ページ抜粋
=======

豊後日田(大分県)は天領で九州探題とも位置づけられるところです。交通の
要路であり、物資、情報も集積する場所、そんなところに私塾・咸宜園(かん
ぎえん)を主宰する広瀬淡窓(たんそう)、家業を継いだ弟・久兵衛。代官所
に赴任した塩谷郡代、やり手で領内の治水、干拓に近江屋久兵衛に強引な協力
をさせて次々と業績を挙げていく。
しかし領民からすると怨嗟の的。そして次に狙ってきたのは諸国に有名な私塾
・咸宜園の運営への参画。画期的な教育方針を打ち出す淡窓に霖雨(何日も降
りつづく雨。ながあめ。)のように咸宜園が思うように運営できなくなってく
る。大坂では大塩平八郎の乱が起きるなど、時代の転換期、郡代の権力の横暴
に耐え、それでも自分の生き方を貫こうとする広瀬兄弟の物語。

=======

与えられた情報
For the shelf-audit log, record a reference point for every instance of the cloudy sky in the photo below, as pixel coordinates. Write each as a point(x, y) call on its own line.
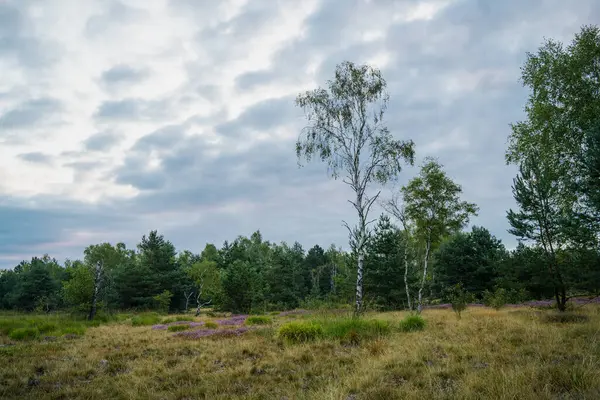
point(118, 117)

=======

課題
広瀬兄弟を描いた物語の紹介文を、「豊後日田(大分県)は天領で九州探題とも位置づけられるところです。交通の」で始まり「に耐え、それでも自分の生き方を貫こうとする広瀬兄弟の物語。」まで続く部分だけ書き直してください。その際、「郡代」を「代官」に置き換えてください。

課題への回答
豊後日田(大分県)は天領で九州探題とも位置づけられるところです。交通の
要路であり、物資、情報も集積する場所、そんなところに私塾・咸宜園(かん
ぎえん)を主宰する広瀬淡窓(たんそう)、家業を継いだ弟・久兵衛。代官所
に赴任した塩谷代官、やり手で領内の治水、干拓に近江屋久兵衛に強引な協力
をさせて次々と業績を挙げていく。
しかし領民からすると怨嗟の的。そして次に狙ってきたのは諸国に有名な私塾
・咸宜園の運営への参画。画期的な教育方針を打ち出す淡窓に霖雨(何日も降
りつづく雨。ながあめ。)のように咸宜園が思うように運営できなくなってく
る。大坂では大塩平八郎の乱が起きるなど、時代の転換期、代官の権力の横暴
に耐え、それでも自分の生き方を貫こうとする広瀬兄弟の物語。